Exercise objective -
Look below for the line containing "navy blue polo"; from there through the line containing "logo on t-shirt", both lines included, please set down each line exactly and nothing else.

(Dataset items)
§ §
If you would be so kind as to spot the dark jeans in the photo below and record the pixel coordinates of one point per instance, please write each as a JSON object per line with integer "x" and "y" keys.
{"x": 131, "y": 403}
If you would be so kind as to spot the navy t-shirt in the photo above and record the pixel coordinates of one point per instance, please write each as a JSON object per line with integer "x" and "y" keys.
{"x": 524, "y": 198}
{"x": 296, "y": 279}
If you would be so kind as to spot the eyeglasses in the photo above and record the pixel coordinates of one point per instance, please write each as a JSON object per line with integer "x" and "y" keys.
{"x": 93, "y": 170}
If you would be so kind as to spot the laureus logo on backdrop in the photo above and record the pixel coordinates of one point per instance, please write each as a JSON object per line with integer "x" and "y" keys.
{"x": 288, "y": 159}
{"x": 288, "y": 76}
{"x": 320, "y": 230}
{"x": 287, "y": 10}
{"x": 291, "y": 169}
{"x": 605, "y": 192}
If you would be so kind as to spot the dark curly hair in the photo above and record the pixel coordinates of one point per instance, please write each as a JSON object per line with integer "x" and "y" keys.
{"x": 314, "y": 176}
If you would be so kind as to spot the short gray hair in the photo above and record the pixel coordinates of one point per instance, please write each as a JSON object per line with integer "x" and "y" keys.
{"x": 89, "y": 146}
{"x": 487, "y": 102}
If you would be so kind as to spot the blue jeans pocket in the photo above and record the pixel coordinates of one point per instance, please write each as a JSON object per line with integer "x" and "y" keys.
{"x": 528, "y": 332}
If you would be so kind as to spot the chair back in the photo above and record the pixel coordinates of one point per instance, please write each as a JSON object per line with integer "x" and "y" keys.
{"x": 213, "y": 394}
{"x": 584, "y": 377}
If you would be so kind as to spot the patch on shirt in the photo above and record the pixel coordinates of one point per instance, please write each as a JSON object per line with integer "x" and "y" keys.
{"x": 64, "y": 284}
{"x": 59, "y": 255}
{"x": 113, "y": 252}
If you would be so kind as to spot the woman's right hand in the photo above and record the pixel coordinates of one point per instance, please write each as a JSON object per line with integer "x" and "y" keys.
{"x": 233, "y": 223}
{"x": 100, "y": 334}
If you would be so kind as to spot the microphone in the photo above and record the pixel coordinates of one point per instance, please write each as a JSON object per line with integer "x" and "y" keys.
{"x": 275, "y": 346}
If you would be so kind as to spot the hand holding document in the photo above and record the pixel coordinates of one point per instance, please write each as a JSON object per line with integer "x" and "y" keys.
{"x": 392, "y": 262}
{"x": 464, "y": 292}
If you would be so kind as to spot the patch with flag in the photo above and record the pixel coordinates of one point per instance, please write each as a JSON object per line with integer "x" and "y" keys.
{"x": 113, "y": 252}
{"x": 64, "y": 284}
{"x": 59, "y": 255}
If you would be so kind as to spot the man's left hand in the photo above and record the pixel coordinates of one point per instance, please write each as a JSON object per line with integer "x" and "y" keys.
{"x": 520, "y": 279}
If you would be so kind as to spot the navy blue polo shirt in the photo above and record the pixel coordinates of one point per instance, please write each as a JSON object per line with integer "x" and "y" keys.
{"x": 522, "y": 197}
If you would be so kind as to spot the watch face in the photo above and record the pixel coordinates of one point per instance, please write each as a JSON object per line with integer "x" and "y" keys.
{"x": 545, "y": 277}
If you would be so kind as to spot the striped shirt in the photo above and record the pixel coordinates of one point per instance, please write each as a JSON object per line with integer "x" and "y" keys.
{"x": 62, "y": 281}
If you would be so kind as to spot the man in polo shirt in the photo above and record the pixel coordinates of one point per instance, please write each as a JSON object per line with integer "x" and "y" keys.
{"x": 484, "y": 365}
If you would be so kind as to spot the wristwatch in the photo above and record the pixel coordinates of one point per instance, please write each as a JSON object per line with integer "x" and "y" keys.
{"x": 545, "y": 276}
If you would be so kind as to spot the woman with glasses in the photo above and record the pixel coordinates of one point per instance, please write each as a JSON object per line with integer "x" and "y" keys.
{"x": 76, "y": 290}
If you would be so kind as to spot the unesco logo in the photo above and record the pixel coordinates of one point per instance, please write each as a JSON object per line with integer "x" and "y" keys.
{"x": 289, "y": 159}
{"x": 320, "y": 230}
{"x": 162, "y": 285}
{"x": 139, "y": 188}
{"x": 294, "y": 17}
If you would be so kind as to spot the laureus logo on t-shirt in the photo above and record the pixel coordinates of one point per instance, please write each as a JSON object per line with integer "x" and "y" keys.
§ §
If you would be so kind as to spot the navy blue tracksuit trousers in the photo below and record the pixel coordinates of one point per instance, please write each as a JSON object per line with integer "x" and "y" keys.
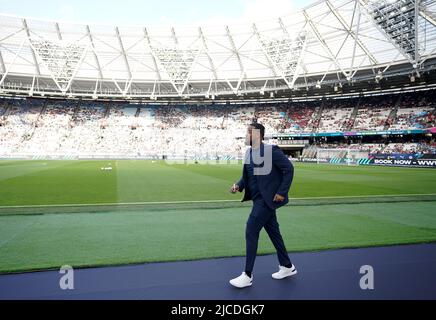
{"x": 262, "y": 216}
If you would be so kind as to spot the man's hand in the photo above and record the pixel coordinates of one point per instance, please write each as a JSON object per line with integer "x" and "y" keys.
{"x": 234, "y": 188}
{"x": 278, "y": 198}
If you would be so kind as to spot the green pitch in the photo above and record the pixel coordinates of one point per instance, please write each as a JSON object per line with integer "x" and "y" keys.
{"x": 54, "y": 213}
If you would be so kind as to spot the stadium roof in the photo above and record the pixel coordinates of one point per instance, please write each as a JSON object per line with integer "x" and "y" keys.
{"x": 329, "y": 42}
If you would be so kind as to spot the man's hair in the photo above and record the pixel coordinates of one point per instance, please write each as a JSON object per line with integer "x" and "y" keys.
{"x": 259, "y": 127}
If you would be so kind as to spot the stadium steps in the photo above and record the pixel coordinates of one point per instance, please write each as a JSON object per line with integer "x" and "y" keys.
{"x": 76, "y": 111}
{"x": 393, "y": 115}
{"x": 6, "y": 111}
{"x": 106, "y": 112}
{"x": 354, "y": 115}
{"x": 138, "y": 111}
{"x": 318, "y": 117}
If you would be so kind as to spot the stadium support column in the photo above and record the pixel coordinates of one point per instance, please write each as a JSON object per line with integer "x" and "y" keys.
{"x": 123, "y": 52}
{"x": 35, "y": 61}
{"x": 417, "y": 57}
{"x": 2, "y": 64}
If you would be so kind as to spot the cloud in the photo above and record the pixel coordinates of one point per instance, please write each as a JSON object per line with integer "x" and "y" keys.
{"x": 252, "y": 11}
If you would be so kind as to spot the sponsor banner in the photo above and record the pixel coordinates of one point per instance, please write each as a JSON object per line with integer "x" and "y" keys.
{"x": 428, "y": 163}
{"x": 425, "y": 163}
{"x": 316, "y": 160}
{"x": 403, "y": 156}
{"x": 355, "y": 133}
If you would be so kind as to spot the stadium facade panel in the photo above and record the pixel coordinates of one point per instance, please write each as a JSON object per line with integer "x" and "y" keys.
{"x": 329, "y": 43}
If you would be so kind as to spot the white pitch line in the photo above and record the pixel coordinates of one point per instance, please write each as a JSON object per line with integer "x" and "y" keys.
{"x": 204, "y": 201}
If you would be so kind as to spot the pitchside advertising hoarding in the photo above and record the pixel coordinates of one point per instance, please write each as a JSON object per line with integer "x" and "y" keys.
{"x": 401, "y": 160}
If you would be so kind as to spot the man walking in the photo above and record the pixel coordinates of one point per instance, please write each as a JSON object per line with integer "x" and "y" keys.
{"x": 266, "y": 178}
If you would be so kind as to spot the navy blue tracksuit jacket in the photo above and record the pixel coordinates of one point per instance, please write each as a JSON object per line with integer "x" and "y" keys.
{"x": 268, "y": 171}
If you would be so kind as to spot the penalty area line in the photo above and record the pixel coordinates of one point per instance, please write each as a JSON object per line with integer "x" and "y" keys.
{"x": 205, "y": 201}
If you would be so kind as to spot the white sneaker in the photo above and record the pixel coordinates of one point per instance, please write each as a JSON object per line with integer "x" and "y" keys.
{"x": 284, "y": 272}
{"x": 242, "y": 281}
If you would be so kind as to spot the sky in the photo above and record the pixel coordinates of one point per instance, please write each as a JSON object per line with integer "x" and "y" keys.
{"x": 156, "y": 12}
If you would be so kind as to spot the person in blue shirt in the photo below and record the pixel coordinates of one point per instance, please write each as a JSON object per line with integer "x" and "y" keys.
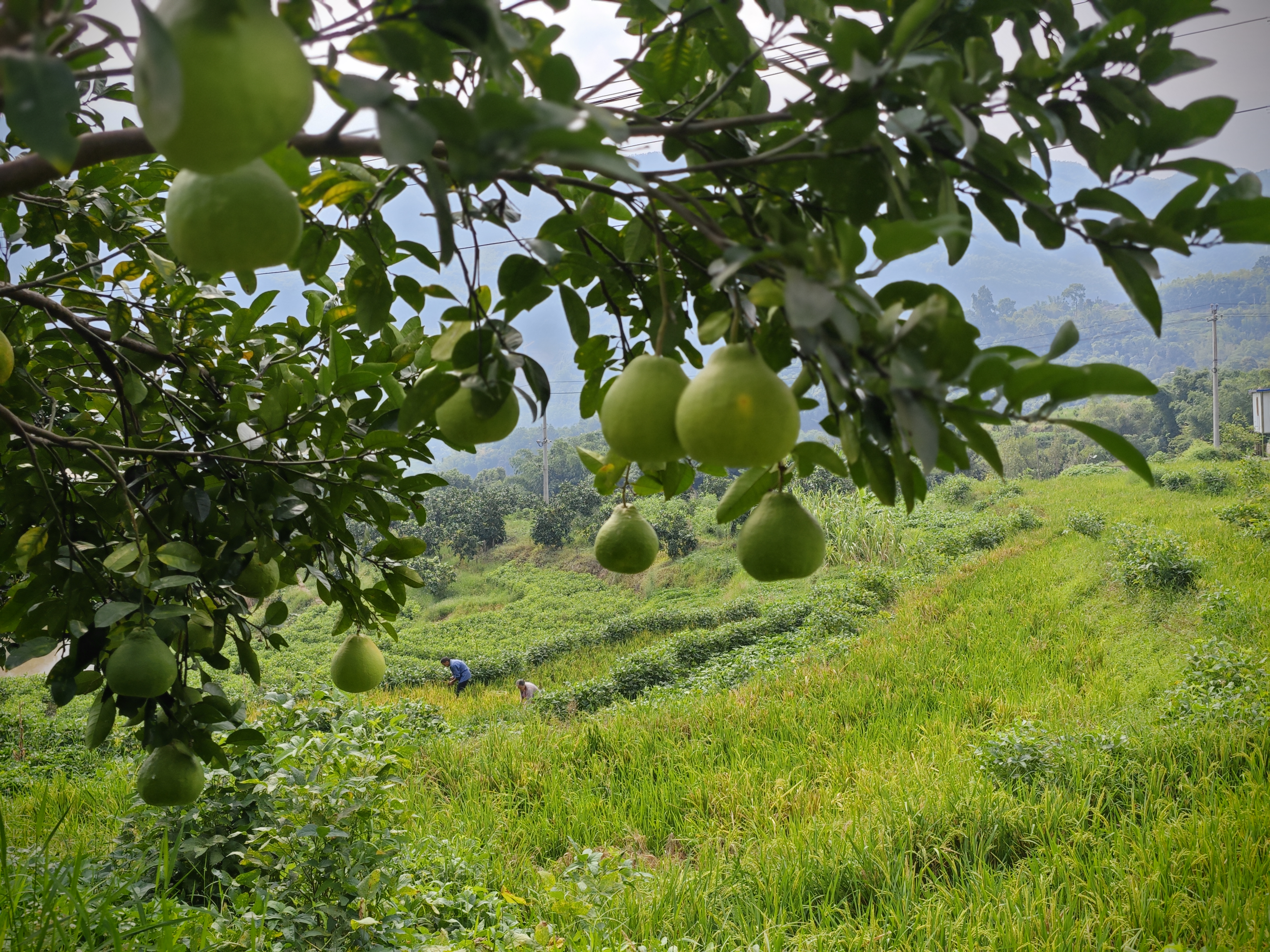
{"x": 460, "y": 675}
§ §
Response to the task -
If you would be so kind as to spot the navy blue polo shirt in the photo above and record the pixel coordinates of one point per instance, please write each as a JSON object per line with integer "x" and "y" keys.
{"x": 522, "y": 197}
If you would be so kind as to spot the watch face in the photo above and record the pixel coordinates of one point per instance, please write each as a JSON object per line with integer "x" and "y" keys.
{"x": 545, "y": 277}
If you would be so kind as to spot the striped shirt in the photo above and record the pixel coordinates of one point per instance, please write each as a JSON object per line with integer "x" and "y" keys.
{"x": 62, "y": 281}
If you would be so kind as to spot the man in polo shirt in the photo above and record the pixel coordinates of one point per instance, please write each as a JSON object per line with integer "x" and "y" keys.
{"x": 484, "y": 365}
If you would be so kind as to spot the wristwatch in the photo above and record the pixel coordinates of one point per instance, please write each as a JSON object per line with integer "x" and "y" keys.
{"x": 545, "y": 276}
If you would be so kind as to spot the woman with glasses in the photo above and record the pixel coordinates of one point per instance, please write each as a JSON object per line with integer "x" and "y" keys.
{"x": 76, "y": 290}
If you would be so kind as to spot the unesco logo in the photo above and record the pixel coordinates of one point per instance, please write each as a JSON object per line with integer "x" and "y" keys.
{"x": 289, "y": 159}
{"x": 320, "y": 230}
{"x": 162, "y": 285}
{"x": 139, "y": 188}
{"x": 294, "y": 17}
If you would be so kind as to spot the laureus logo on t-shirt in the photo above and record the pixel coordinates of one point per instance, please write each as a JSON object per line with integer "x" and "y" keys.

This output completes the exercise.